[[ The data open ]]

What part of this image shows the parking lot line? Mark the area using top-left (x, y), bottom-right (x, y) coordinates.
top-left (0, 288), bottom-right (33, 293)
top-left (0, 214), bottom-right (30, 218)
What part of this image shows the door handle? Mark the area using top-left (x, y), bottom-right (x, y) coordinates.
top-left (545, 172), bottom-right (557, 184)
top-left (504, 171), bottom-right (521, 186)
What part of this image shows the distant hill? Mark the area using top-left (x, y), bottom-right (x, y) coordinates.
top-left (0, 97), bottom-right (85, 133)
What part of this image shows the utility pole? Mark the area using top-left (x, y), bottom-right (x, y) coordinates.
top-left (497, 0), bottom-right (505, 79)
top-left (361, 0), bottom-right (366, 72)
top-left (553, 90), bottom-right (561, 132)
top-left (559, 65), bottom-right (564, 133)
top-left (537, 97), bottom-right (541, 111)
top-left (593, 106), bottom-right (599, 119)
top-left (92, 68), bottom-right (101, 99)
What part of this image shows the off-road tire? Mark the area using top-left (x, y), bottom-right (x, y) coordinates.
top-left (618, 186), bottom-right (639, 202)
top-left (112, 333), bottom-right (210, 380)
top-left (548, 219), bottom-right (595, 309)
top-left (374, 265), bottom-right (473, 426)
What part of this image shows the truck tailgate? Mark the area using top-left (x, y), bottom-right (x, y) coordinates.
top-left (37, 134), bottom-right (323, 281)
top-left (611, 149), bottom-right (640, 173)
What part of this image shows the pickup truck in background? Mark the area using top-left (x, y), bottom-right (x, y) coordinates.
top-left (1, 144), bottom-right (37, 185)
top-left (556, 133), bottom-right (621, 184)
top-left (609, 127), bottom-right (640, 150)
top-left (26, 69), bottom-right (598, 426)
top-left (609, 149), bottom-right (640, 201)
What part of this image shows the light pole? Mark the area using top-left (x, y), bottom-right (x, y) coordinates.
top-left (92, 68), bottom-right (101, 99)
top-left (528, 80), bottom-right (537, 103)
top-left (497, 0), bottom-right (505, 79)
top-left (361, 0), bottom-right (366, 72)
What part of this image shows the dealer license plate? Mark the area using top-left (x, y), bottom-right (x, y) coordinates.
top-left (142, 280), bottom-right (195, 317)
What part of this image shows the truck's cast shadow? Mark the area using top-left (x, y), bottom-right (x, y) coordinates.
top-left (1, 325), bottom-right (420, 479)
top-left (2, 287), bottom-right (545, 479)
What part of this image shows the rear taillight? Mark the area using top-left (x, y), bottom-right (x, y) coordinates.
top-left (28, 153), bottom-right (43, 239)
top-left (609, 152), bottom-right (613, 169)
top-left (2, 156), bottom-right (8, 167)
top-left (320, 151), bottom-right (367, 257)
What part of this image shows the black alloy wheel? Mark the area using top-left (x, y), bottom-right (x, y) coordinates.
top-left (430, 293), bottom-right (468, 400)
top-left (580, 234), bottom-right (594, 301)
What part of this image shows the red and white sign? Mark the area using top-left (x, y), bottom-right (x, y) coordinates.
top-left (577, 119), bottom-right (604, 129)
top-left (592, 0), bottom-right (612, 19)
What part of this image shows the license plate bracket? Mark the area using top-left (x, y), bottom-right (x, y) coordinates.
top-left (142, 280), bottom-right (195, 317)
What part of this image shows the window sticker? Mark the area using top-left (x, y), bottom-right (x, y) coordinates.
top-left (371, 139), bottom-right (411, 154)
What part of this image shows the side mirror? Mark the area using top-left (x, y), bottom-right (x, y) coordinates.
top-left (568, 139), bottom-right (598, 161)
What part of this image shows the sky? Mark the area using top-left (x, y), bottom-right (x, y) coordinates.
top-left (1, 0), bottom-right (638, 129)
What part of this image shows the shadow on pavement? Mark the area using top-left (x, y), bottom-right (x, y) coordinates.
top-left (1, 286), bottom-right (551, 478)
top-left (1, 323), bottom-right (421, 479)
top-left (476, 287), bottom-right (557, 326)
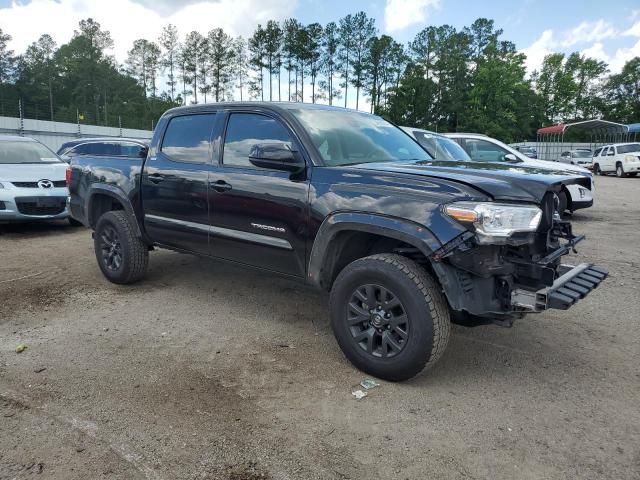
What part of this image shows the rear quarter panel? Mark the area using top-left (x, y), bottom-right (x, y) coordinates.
top-left (68, 155), bottom-right (143, 226)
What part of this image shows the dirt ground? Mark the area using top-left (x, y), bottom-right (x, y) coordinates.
top-left (1, 175), bottom-right (638, 480)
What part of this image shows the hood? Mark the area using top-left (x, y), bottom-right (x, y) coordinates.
top-left (351, 160), bottom-right (592, 203)
top-left (516, 157), bottom-right (591, 174)
top-left (0, 162), bottom-right (67, 182)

[[ The data closed ]]

Your instructions:
Make an exact copy of all the material, but keep the pictures out of it.

Answer to this task:
What part of this image shows the parking lot line? Mark the area using top-left (x, y), bottom-right (x, y) coordinates.
top-left (0, 288), bottom-right (33, 293)
top-left (0, 214), bottom-right (30, 218)
What part of this image shows the door handle? Mark the area using top-left (x, y), bottom-right (x, y) coordinates.
top-left (545, 172), bottom-right (557, 184)
top-left (504, 171), bottom-right (521, 186)
What part of this image shows the distant hill? Mark the area using top-left (x, y), bottom-right (x, y) coordinates.
top-left (0, 97), bottom-right (85, 133)
What part of this image shows the utility pole? Mark the area using top-left (x, y), bottom-right (x, y) coordinates.
top-left (497, 0), bottom-right (505, 79)
top-left (361, 0), bottom-right (366, 72)
top-left (553, 90), bottom-right (561, 132)
top-left (559, 65), bottom-right (564, 133)
top-left (537, 97), bottom-right (541, 111)
top-left (593, 106), bottom-right (599, 119)
top-left (92, 68), bottom-right (101, 99)
What part of this image shows the off-road tire? Mark the area using top-left (x, y), bottom-right (x, y) coordinates.
top-left (618, 186), bottom-right (639, 202)
top-left (112, 333), bottom-right (210, 380)
top-left (548, 219), bottom-right (595, 309)
top-left (374, 265), bottom-right (473, 426)
What part of this image shows the truck tailgate? Mark the area using top-left (x, y), bottom-right (x, y) coordinates.
top-left (37, 134), bottom-right (323, 281)
top-left (611, 149), bottom-right (640, 173)
What part of this image shows the pickup truck in background? Mark the area using top-left (x, y), bottom-right (x, y) coordinates.
top-left (1, 144), bottom-right (37, 185)
top-left (556, 133), bottom-right (621, 184)
top-left (609, 127), bottom-right (640, 150)
top-left (26, 69), bottom-right (598, 426)
top-left (609, 149), bottom-right (640, 201)
What part of this image shows the light pole? Mark the area using top-left (x, y), bottom-right (x, y) coordinates.
top-left (92, 68), bottom-right (101, 99)
top-left (528, 80), bottom-right (537, 103)
top-left (497, 0), bottom-right (505, 79)
top-left (361, 0), bottom-right (366, 72)
What part of this image shows the dealer license plate? Mark the area using top-left (x, y), bottom-right (x, y) coordinates.
top-left (142, 280), bottom-right (195, 317)
What part of this image shows the truck's cast shadow? Mark the area using top-left (x, y), bottom-right (x, y) coordinates.
top-left (1, 325), bottom-right (420, 479)
top-left (2, 287), bottom-right (545, 479)
What part of this image shows the rear taillight? Mark the area using top-left (x, y), bottom-right (x, y) coordinates.
top-left (28, 153), bottom-right (43, 239)
top-left (609, 152), bottom-right (613, 169)
top-left (2, 156), bottom-right (8, 167)
top-left (320, 151), bottom-right (367, 257)
What part of this image shows the black alloy wheel? Mark the area using top-left (x, y), bottom-right (x, y) coordinates.
top-left (430, 293), bottom-right (468, 400)
top-left (580, 234), bottom-right (594, 301)
What part of this image shows the red and white sign? Mark the area using top-left (x, y), bottom-right (x, y) coordinates.
top-left (577, 119), bottom-right (604, 129)
top-left (592, 0), bottom-right (612, 19)
What part of this image shows the license plate bracket? Mark the area using top-left (x, y), bottom-right (x, y) coordinates.
top-left (142, 280), bottom-right (195, 317)
What part of this image shows the window sticker? Mark the area using top-left (x, y), bottom-right (x, y) coordinates.
top-left (371, 139), bottom-right (411, 154)
What part of this image shows the side mirror? Mark the area using top-left (x, y), bottom-right (x, y) coordinates.
top-left (568, 139), bottom-right (598, 161)
What part of this image shows the sky? Mark the area using top-left (x, y), bottom-right (x, y) coordinates.
top-left (1, 0), bottom-right (638, 129)
What part of this image shows the shadow on pavement? Mark the area using top-left (x, y), bottom-right (x, y) coordinates.
top-left (1, 286), bottom-right (551, 478)
top-left (1, 323), bottom-right (421, 479)
top-left (476, 287), bottom-right (557, 326)
What part of this image shows the rear quarter panel? Mark the area using top-left (x, y), bottom-right (x, y) coordinates.
top-left (68, 155), bottom-right (143, 226)
What part of this image shows the dirt ground? Mark the area using top-left (x, y), bottom-right (x, y) coordinates.
top-left (1, 175), bottom-right (638, 480)
What part of this image shows the hood? Mark the area using top-left (x, y), bottom-right (x, y) coordinates.
top-left (351, 160), bottom-right (592, 203)
top-left (516, 157), bottom-right (591, 174)
top-left (0, 162), bottom-right (67, 182)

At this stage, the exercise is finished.